[Stored items]
□ □ □
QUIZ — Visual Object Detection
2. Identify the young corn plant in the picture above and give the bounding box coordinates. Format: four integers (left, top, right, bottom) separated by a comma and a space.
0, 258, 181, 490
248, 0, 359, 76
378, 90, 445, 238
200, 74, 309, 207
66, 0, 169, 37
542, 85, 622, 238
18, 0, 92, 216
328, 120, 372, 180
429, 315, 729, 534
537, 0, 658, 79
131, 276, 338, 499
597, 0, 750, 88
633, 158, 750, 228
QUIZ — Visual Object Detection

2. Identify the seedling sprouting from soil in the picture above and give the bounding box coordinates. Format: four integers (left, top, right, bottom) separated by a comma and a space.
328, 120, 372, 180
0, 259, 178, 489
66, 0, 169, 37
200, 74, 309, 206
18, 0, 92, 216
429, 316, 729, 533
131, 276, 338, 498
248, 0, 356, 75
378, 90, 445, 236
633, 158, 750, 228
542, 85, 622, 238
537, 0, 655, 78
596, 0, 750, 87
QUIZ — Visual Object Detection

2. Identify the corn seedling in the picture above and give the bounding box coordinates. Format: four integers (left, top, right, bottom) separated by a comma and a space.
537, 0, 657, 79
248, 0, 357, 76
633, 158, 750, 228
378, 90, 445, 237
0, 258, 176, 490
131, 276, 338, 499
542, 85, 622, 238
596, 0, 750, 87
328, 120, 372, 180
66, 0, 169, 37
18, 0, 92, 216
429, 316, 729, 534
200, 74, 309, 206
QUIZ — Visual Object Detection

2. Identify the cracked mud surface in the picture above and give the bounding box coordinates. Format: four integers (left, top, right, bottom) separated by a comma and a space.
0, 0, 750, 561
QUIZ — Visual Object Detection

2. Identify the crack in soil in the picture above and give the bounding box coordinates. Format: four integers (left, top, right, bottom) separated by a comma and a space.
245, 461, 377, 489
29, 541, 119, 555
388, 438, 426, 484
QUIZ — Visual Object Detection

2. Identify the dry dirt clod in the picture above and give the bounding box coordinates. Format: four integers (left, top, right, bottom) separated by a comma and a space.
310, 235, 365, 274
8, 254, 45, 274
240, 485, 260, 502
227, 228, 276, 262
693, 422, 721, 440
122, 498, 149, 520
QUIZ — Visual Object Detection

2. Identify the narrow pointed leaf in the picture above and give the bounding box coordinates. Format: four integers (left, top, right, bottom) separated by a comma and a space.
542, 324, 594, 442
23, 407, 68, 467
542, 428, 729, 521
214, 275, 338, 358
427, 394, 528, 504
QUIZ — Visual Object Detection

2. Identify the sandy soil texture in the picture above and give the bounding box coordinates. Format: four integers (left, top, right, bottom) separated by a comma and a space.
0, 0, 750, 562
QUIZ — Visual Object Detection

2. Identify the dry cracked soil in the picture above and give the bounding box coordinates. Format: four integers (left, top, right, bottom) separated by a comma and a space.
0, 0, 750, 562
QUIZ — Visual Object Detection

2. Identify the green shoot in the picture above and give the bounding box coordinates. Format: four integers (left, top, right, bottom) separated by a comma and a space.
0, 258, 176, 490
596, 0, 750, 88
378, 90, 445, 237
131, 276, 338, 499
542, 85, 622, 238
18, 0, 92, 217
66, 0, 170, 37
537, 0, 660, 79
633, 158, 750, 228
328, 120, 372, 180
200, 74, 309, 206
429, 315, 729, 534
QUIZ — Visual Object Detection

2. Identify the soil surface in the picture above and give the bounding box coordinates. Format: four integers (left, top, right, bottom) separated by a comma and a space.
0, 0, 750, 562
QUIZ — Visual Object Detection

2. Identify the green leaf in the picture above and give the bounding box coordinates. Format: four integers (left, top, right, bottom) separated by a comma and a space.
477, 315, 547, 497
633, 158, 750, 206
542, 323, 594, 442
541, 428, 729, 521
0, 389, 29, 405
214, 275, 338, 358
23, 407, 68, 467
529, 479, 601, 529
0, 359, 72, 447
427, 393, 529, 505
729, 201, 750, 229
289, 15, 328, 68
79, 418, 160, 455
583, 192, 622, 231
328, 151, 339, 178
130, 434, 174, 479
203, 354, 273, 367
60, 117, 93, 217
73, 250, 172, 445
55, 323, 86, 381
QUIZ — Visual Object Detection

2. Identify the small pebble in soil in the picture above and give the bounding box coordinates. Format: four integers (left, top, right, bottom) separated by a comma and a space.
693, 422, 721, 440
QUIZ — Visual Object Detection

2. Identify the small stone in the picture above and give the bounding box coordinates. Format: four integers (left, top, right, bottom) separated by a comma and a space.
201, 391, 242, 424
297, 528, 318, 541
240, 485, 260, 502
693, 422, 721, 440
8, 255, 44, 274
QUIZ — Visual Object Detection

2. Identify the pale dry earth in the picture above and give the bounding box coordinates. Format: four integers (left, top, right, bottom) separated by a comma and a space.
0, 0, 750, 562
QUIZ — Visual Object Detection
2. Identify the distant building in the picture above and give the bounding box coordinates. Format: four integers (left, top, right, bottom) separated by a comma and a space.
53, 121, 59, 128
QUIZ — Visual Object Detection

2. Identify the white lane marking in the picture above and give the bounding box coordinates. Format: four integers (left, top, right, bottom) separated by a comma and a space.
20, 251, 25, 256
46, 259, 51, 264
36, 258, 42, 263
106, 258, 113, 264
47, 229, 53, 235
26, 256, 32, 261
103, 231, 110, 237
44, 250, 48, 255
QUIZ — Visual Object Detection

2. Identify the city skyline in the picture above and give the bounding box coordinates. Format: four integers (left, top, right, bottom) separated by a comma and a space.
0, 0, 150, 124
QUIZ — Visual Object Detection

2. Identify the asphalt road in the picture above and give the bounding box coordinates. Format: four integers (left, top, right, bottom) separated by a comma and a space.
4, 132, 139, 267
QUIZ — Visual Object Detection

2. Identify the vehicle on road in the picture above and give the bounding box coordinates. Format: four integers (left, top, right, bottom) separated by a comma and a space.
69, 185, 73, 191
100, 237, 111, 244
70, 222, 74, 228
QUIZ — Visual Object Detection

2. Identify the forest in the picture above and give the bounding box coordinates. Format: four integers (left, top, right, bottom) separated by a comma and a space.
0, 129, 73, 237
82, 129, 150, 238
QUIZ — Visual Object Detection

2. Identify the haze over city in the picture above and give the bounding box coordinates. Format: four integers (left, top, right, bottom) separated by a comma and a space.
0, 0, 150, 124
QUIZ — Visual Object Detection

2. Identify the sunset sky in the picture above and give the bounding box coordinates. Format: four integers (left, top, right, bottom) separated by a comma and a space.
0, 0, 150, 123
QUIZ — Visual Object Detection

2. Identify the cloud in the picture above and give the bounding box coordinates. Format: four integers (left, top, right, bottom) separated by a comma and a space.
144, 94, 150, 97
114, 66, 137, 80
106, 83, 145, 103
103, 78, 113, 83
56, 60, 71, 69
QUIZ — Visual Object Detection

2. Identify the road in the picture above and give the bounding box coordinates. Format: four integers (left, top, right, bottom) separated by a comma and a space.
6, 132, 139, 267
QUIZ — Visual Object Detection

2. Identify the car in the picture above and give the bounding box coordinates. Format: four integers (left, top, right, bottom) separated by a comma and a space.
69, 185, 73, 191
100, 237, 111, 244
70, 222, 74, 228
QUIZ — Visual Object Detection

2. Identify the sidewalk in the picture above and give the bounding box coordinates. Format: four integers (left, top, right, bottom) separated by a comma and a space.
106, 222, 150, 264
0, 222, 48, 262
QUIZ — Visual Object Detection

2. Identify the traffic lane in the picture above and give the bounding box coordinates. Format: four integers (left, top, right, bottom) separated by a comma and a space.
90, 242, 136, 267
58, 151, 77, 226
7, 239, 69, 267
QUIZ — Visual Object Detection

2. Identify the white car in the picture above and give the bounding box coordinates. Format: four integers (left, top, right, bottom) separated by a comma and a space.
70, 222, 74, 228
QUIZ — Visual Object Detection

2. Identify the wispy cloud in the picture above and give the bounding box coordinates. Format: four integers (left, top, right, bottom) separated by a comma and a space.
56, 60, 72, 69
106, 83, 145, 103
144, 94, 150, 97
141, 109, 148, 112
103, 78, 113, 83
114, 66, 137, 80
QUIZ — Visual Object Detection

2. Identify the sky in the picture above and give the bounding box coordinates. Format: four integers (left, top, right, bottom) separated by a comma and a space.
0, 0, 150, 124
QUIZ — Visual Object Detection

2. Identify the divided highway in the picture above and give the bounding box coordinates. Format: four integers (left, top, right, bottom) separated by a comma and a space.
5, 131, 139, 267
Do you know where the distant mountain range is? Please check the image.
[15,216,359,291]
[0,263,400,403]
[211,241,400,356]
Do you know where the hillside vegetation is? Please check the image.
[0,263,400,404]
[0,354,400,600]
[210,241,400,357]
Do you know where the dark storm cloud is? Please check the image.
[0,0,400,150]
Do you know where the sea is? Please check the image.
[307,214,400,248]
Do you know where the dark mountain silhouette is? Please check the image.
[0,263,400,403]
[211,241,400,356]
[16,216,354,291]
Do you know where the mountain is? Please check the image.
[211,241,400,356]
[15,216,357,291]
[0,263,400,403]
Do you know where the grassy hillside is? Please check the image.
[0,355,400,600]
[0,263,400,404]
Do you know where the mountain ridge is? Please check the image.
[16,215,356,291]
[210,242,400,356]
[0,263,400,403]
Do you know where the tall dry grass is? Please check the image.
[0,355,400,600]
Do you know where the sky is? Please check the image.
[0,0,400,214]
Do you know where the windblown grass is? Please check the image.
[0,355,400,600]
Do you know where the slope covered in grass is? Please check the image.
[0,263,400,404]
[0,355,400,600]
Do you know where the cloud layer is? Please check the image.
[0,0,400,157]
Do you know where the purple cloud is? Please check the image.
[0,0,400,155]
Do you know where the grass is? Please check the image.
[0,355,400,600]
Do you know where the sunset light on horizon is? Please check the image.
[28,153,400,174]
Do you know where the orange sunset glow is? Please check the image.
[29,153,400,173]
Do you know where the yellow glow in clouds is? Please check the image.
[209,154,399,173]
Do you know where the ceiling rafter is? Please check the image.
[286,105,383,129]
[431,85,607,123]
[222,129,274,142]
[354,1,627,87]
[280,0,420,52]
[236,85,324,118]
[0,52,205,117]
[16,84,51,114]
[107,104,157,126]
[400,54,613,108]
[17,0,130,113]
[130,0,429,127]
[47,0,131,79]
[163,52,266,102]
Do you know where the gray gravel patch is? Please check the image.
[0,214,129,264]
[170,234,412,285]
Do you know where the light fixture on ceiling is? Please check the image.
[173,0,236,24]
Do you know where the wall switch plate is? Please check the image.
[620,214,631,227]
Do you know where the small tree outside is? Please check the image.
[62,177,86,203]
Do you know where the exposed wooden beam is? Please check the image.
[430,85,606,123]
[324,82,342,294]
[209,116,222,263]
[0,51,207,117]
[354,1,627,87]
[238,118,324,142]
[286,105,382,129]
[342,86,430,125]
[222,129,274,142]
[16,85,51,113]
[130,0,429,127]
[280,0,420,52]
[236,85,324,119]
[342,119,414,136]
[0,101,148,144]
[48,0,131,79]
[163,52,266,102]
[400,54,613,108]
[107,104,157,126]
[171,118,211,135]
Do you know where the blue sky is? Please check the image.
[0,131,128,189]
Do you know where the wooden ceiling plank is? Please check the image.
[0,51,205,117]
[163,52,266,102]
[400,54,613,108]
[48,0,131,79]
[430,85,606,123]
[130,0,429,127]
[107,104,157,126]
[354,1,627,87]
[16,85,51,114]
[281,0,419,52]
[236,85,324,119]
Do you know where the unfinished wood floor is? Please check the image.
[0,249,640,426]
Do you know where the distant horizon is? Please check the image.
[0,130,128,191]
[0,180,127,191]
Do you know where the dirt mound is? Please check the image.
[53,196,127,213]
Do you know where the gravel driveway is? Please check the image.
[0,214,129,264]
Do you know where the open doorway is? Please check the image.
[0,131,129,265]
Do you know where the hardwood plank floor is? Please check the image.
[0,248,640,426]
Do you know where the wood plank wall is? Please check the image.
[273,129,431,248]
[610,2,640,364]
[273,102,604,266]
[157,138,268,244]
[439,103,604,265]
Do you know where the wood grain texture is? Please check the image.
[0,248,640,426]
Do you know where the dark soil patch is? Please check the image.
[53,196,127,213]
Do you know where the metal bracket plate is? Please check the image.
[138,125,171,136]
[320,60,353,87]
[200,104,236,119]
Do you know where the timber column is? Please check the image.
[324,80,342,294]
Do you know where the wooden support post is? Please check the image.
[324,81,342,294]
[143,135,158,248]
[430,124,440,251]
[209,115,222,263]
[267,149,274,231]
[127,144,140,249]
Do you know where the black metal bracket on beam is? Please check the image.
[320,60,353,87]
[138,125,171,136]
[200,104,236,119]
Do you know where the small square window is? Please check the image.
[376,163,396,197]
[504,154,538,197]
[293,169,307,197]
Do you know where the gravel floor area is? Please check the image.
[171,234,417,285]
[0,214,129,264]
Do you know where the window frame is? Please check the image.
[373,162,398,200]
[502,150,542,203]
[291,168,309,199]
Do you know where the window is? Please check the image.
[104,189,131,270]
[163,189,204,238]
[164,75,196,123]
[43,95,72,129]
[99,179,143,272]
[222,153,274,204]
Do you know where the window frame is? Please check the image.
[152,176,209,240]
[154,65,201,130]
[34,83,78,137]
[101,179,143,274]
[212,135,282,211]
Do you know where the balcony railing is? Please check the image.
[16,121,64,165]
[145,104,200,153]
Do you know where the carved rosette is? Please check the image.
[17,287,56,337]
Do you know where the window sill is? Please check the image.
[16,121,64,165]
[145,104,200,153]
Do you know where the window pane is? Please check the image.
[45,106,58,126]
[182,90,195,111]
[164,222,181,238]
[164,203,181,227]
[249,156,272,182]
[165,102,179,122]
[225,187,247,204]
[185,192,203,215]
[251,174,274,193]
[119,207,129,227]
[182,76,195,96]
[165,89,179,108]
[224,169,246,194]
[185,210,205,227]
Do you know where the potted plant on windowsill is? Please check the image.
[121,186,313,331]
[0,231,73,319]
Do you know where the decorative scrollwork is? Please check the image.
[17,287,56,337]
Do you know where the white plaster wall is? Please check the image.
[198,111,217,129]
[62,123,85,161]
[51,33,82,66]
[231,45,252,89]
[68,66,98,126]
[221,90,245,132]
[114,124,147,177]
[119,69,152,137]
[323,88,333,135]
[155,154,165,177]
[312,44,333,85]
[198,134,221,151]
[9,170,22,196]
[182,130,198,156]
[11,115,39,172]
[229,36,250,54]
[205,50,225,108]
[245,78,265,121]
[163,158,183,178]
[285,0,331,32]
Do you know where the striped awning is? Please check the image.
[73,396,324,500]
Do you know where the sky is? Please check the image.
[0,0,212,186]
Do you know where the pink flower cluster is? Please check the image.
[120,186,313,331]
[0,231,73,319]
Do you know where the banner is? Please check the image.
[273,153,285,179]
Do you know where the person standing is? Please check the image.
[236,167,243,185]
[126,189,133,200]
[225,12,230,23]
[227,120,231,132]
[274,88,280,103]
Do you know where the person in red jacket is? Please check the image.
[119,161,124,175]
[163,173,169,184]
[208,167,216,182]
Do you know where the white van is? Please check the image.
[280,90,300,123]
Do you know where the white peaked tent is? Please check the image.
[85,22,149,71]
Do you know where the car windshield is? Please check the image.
□ □ □
Copy out everything in the records above from the line that contains "Do you know where the small square" down through the line that contains "[212,135,282,211]", reproducing each line without any changes.

> **Solution for this problem**
Do you know where the small square window is? Please check the image.
[376,163,396,197]
[504,154,538,197]
[293,169,307,197]
Do you know where the gravel floor area is? Please check the image.
[171,234,417,285]
[0,214,129,264]
Do you know where the window frame is? Please check the image.
[373,162,398,200]
[502,150,542,203]
[291,168,309,199]
Do you know where the window is? Please check the image.
[104,189,131,270]
[163,189,204,238]
[164,75,196,123]
[43,95,72,129]
[99,179,143,272]
[222,153,274,204]
Do you know where the window frame is? Please check the image.
[152,176,209,240]
[154,65,201,130]
[34,83,78,137]
[101,179,143,274]
[212,135,282,211]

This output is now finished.